Do this → Please copy all the lines that follow, word for word.

— start of Source material —

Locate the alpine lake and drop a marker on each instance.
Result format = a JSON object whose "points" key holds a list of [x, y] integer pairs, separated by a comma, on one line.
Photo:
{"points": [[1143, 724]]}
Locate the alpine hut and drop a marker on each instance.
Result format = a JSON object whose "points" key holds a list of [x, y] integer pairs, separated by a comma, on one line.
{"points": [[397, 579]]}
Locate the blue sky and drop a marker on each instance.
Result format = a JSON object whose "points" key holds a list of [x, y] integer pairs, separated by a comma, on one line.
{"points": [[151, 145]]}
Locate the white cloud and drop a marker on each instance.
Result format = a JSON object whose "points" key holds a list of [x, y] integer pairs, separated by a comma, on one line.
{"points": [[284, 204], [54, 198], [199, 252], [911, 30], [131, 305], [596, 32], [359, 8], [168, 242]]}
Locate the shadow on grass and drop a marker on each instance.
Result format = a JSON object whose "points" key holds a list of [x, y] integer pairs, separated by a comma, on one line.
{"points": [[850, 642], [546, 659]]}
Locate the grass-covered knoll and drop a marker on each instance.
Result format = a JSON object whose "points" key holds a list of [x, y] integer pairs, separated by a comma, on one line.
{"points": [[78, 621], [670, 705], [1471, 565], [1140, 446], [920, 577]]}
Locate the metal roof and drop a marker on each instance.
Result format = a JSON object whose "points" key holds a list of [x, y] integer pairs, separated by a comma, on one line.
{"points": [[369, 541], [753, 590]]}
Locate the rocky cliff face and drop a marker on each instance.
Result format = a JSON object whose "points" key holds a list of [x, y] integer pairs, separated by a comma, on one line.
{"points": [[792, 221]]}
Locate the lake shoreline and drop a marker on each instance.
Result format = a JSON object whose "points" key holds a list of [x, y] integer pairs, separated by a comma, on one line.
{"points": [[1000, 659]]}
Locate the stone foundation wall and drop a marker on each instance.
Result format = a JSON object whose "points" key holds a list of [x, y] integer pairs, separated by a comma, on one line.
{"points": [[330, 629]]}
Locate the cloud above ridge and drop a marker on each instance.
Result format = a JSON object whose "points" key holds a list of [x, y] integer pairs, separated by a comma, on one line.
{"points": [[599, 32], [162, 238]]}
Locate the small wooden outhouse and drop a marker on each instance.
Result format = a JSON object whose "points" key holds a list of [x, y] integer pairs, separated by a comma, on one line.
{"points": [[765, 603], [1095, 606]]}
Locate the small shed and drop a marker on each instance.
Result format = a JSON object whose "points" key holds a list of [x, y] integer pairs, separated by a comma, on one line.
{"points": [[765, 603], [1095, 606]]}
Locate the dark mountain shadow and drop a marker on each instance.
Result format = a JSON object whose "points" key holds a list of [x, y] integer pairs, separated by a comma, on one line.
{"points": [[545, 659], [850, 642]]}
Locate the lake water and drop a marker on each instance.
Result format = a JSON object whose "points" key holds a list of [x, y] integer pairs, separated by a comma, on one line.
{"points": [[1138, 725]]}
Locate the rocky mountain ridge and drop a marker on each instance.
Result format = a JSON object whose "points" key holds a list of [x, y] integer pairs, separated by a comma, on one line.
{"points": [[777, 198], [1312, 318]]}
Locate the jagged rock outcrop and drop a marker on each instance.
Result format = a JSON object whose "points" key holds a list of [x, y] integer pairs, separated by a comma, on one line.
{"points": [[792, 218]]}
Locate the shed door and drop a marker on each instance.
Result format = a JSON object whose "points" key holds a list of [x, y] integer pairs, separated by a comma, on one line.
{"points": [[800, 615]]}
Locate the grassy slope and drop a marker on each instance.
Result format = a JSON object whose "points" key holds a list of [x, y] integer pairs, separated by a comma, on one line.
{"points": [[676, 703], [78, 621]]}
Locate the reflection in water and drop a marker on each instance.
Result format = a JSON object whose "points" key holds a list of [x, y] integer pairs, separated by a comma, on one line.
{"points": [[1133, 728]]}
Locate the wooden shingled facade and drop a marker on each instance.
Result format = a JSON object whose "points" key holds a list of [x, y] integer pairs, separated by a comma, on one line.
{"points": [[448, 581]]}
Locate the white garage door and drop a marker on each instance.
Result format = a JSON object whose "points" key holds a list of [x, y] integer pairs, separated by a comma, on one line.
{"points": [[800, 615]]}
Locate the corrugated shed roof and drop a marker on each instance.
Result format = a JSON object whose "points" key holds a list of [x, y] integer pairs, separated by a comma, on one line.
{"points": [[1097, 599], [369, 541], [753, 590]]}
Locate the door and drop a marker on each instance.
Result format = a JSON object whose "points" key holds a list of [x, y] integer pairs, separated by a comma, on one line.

— end of Source material —

Exercise result →
Locate the alpine lake and drop a marker on each instance.
Result format = a JSON object whose "points" key holds a list of [x, y] integer pairs, separated by a comma, on one line.
Photo:
{"points": [[1143, 724]]}
Locate the alpine hut and drop a marker on each instance.
Result format = a JSON object whose "points" key holds a list of [x, y] integer pairs, separated by a comma, on one line.
{"points": [[397, 579]]}
Locate the blue sky and drop a marker on each instance.
Result format = a JSON object whose "points" key holds a list of [x, y] integer pairs, separated by a comma, on one line.
{"points": [[151, 145]]}
Locate the white cloud and drop a marker on each instance.
Result format = a JSON object whose "points" key holds a list of [x, y] integer pairs, separated by a comma, on one line.
{"points": [[284, 204], [54, 198], [199, 252], [911, 30], [131, 305], [596, 32], [359, 8], [168, 242]]}
Locate the shadow on grass and drop a marker on each instance.
Result format = a JSON object whose "points" key holds a list of [x, y] integer pairs, separated by a comma, on one line.
{"points": [[850, 642], [546, 659]]}
Locate the grass-covered knoll and drop a marker on each instance.
Result format = a JSON object whose "points" key holds a list of [x, y] integer pairs, separated by a comma, on one line.
{"points": [[78, 621], [670, 705], [1471, 565], [1140, 446], [920, 577]]}
Locate the metal roof and drop a marker on each instance.
Result format = a JSON object whose "points" key holds a list of [x, y] integer pairs, separated by a comma, on one line.
{"points": [[369, 541], [753, 590]]}
Locate the rocky cliff face and drop a marker on each instance.
Result format = a JSON object whose "points" key holds a list of [x, y] integer pairs, separated by a comma, on one line.
{"points": [[792, 221]]}
Locate the lake shoreline and drop a marker on each instance.
Result format = a JSON object whose "points" key holds a list of [x, y] integer pairs, separated by a comma, on one line.
{"points": [[1000, 659]]}
Locate the stone foundation wall and drop a marker on each instance.
Result format = a JSON object whose "points" key holds a list of [x, y] integer pairs, separated by a comma, on one line.
{"points": [[330, 629]]}
Locate the cloud above ridge and drop a marker on each instance.
Result format = a JSON object whose "points" key holds a list of [x, y] integer pairs, separated by a comma, on one line.
{"points": [[599, 32], [162, 238]]}
Locate the small wooden outhouse and drop a marker on each instance.
Result format = a JSON object whose "points" key holds a list of [x, y] integer pairs, separated by a comma, on one line.
{"points": [[765, 603], [1095, 606]]}
Locate the small shed and drop a marker on each instance.
Result format = a JSON object whose "points" key holds a list of [x, y] integer pairs, separated by a comma, on one line.
{"points": [[765, 603], [1095, 606]]}
Locate the dark mountain shadow and drop a marker on each instance.
Result format = a JSON object whose "points" key holds a list of [x, y] integer pairs, separated by a comma, on one line.
{"points": [[545, 659], [850, 642]]}
Locate the lake water and drop a marker on each instance.
Result format = a JSON object whose "points" key holds a list of [x, y] integer pairs, separated by a comma, on one line.
{"points": [[1138, 725]]}
Locate the rocky mountain ridge and drop a marker on each instance.
Result format = a JSON object whose "points" key holds a list of [x, y] integer pairs, separated by a comma, on one line.
{"points": [[777, 198], [1312, 318]]}
Locate the jagged rock outcrop and drop a marker on each instance.
Result format = a JSON object whose "points" key holds a list of [x, y] integer pairs, separated by a comma, on one line.
{"points": [[792, 218]]}
Locate the shed door and drop a marker on each instance.
Result format = a JSON object whose "points" key holds a list of [x, y] integer pairs, separated by a comma, on one line.
{"points": [[800, 615]]}
Locate the grassy slope and drop a marker on each instance.
Result format = a JSON object whose "points" key holds a list of [x, y] integer pairs, separated by a comma, on one line.
{"points": [[676, 703], [78, 621]]}
Locate the reflection in water and drop a marker on each instance.
Result format = a JSON object whose "points" key holds a list of [x, y] integer pairs, separated by a comma, on one line.
{"points": [[1133, 728]]}
Locate the wooden shingled facade and drop a marker on each instance.
Result format = a JSON object whose "points" key holds a list of [x, y] integer pairs, separated by a comma, on one line.
{"points": [[448, 581]]}
Locate the white garage door and drop a marker on each instance.
Result format = a JSON object whose "points" key holds a list of [x, y] integer pairs, separated by a comma, on one line.
{"points": [[800, 615]]}
Locate the corrugated shed roof and drop a marker on each instance.
Result format = a JSON object whose "points" key holds a list of [x, y] integer pairs, separated by a comma, on one line.
{"points": [[1097, 599], [369, 541], [753, 590]]}
Locate the door and drop a marker on each instance.
Result format = a JSON object whose "points" key holds a list of [x, y] integer pairs, separated by a comma, on one line.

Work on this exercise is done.